▶ [SUPPLIED DATA]:
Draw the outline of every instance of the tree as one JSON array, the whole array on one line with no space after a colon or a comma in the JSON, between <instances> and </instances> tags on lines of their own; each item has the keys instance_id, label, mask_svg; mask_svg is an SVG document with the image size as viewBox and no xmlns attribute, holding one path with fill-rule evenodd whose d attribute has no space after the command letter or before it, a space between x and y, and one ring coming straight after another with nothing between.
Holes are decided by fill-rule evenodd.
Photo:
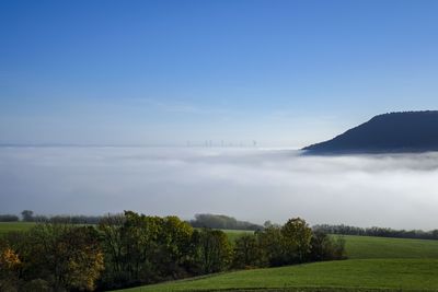
<instances>
[{"instance_id":1,"label":"tree","mask_svg":"<svg viewBox=\"0 0 438 292\"><path fill-rule=\"evenodd\" d=\"M22 218L23 218L23 221L25 221L25 222L31 222L31 221L33 221L34 212L31 211L31 210L23 210L23 211L21 212L21 215L22 215Z\"/></svg>"},{"instance_id":2,"label":"tree","mask_svg":"<svg viewBox=\"0 0 438 292\"><path fill-rule=\"evenodd\" d=\"M260 261L262 266L278 267L286 264L280 227L270 225L263 231L255 232L255 235L261 248Z\"/></svg>"},{"instance_id":3,"label":"tree","mask_svg":"<svg viewBox=\"0 0 438 292\"><path fill-rule=\"evenodd\" d=\"M22 248L26 280L43 279L54 290L93 290L103 270L99 235L92 226L38 224Z\"/></svg>"},{"instance_id":4,"label":"tree","mask_svg":"<svg viewBox=\"0 0 438 292\"><path fill-rule=\"evenodd\" d=\"M194 261L200 273L227 269L231 261L231 246L220 230L203 229L193 234Z\"/></svg>"},{"instance_id":5,"label":"tree","mask_svg":"<svg viewBox=\"0 0 438 292\"><path fill-rule=\"evenodd\" d=\"M0 242L0 291L15 291L19 282L21 260L14 249Z\"/></svg>"},{"instance_id":6,"label":"tree","mask_svg":"<svg viewBox=\"0 0 438 292\"><path fill-rule=\"evenodd\" d=\"M289 219L281 227L283 245L288 264L303 262L311 250L312 230L300 218Z\"/></svg>"},{"instance_id":7,"label":"tree","mask_svg":"<svg viewBox=\"0 0 438 292\"><path fill-rule=\"evenodd\" d=\"M261 250L255 235L245 234L240 236L234 244L233 267L247 268L261 264Z\"/></svg>"}]
</instances>

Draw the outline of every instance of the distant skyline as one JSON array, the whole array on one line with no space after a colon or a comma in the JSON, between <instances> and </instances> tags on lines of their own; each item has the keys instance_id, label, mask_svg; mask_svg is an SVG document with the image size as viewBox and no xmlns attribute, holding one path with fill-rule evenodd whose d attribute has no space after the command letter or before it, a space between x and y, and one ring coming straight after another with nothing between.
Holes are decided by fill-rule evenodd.
<instances>
[{"instance_id":1,"label":"distant skyline","mask_svg":"<svg viewBox=\"0 0 438 292\"><path fill-rule=\"evenodd\" d=\"M1 1L0 143L303 147L438 109L437 1Z\"/></svg>"}]
</instances>

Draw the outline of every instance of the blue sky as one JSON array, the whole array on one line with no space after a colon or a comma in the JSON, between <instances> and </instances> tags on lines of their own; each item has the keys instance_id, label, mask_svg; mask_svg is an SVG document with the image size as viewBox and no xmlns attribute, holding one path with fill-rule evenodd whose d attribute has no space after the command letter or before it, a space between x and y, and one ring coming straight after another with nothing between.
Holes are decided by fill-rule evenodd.
<instances>
[{"instance_id":1,"label":"blue sky","mask_svg":"<svg viewBox=\"0 0 438 292\"><path fill-rule=\"evenodd\" d=\"M438 108L437 1L1 1L0 143L301 147Z\"/></svg>"}]
</instances>

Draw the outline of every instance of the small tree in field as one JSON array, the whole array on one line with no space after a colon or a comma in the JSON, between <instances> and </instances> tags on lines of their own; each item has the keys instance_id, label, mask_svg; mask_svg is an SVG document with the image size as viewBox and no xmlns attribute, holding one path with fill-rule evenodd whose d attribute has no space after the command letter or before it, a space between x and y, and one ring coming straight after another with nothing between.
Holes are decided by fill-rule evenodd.
<instances>
[{"instance_id":1,"label":"small tree in field","mask_svg":"<svg viewBox=\"0 0 438 292\"><path fill-rule=\"evenodd\" d=\"M281 227L283 245L289 264L308 260L311 250L312 230L300 218L289 219Z\"/></svg>"},{"instance_id":2,"label":"small tree in field","mask_svg":"<svg viewBox=\"0 0 438 292\"><path fill-rule=\"evenodd\" d=\"M31 210L23 210L23 212L21 212L21 217L23 218L23 221L31 222L34 219L34 212Z\"/></svg>"}]
</instances>

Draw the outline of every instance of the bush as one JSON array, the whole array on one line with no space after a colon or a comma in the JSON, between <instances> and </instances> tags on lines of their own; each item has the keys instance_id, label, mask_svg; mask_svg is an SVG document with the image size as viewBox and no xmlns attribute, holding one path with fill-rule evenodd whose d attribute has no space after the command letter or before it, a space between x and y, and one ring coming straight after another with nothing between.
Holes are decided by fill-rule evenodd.
<instances>
[{"instance_id":1,"label":"bush","mask_svg":"<svg viewBox=\"0 0 438 292\"><path fill-rule=\"evenodd\" d=\"M0 222L18 222L20 218L12 214L0 214Z\"/></svg>"}]
</instances>

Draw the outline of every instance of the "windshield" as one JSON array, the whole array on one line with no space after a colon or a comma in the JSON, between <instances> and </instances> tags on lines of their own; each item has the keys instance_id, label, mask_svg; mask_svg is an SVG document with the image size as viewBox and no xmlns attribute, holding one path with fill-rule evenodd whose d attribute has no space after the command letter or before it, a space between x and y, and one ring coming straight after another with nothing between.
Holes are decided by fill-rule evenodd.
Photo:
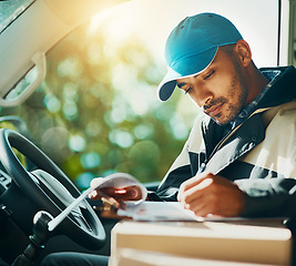
<instances>
[{"instance_id":1,"label":"windshield","mask_svg":"<svg viewBox=\"0 0 296 266\"><path fill-rule=\"evenodd\" d=\"M34 0L0 1L0 32L16 20Z\"/></svg>"},{"instance_id":2,"label":"windshield","mask_svg":"<svg viewBox=\"0 0 296 266\"><path fill-rule=\"evenodd\" d=\"M182 150L198 109L181 90L162 103L156 88L166 37L184 17L224 14L258 68L276 65L277 0L249 0L247 11L236 0L226 9L220 0L169 2L136 0L93 17L47 53L45 81L21 106L0 109L23 119L33 142L82 190L113 172L161 180Z\"/></svg>"}]
</instances>

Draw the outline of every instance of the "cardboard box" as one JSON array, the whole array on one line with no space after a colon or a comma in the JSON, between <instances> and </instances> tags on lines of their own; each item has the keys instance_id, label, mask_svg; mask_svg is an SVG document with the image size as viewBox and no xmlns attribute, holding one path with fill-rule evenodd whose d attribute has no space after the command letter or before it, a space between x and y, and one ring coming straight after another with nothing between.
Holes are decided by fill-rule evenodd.
<instances>
[{"instance_id":1,"label":"cardboard box","mask_svg":"<svg viewBox=\"0 0 296 266\"><path fill-rule=\"evenodd\" d=\"M146 262L149 257L155 259ZM161 258L169 264L159 264ZM175 264L176 259L212 260L220 265L231 265L231 262L236 262L235 265L290 265L292 234L283 226L223 222L125 221L112 229L111 266L186 265Z\"/></svg>"}]
</instances>

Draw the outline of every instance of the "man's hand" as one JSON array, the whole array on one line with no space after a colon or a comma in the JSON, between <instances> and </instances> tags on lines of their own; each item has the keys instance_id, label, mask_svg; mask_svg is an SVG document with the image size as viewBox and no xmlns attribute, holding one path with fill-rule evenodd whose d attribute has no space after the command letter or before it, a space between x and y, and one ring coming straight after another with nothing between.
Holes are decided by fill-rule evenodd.
<instances>
[{"instance_id":1,"label":"man's hand","mask_svg":"<svg viewBox=\"0 0 296 266\"><path fill-rule=\"evenodd\" d=\"M91 187L96 187L102 182L102 177L92 180ZM122 201L139 201L142 198L141 188L137 186L125 186L125 187L103 187L95 190L90 193L91 200L100 200L101 197L113 197L118 202Z\"/></svg>"},{"instance_id":2,"label":"man's hand","mask_svg":"<svg viewBox=\"0 0 296 266\"><path fill-rule=\"evenodd\" d=\"M239 216L244 211L244 192L218 175L203 173L180 186L177 200L197 216Z\"/></svg>"}]
</instances>

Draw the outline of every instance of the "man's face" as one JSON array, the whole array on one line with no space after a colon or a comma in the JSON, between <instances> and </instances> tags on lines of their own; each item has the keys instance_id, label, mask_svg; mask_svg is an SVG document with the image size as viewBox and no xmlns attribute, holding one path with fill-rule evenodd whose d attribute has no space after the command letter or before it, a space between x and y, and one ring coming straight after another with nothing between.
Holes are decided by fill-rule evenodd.
<instances>
[{"instance_id":1,"label":"man's face","mask_svg":"<svg viewBox=\"0 0 296 266\"><path fill-rule=\"evenodd\" d=\"M217 124L233 121L247 104L247 82L235 58L218 49L213 62L198 75L177 80L177 86Z\"/></svg>"}]
</instances>

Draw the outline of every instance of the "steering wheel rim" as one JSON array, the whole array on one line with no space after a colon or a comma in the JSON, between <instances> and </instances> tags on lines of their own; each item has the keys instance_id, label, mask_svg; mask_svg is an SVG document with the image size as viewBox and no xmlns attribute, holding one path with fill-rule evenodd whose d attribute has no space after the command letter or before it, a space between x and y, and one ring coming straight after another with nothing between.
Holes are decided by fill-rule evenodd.
<instances>
[{"instance_id":1,"label":"steering wheel rim","mask_svg":"<svg viewBox=\"0 0 296 266\"><path fill-rule=\"evenodd\" d=\"M49 212L53 217L60 214L60 207L35 183L32 175L22 166L12 147L29 158L35 166L54 176L68 192L76 198L81 193L70 178L31 141L8 129L0 130L0 162L23 194L42 211ZM90 231L81 227L69 216L57 227L59 233L64 233L72 241L89 249L98 249L105 243L105 231L91 205L84 200L83 217L90 226ZM67 206L64 206L67 207Z\"/></svg>"}]
</instances>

▶ [TASK DESCRIPTION]: Please tally the lines in the listing above that contain the string "face" with case taken into account, and reply with the number alone.

▶ [EXERCISE OUTPUT]: 2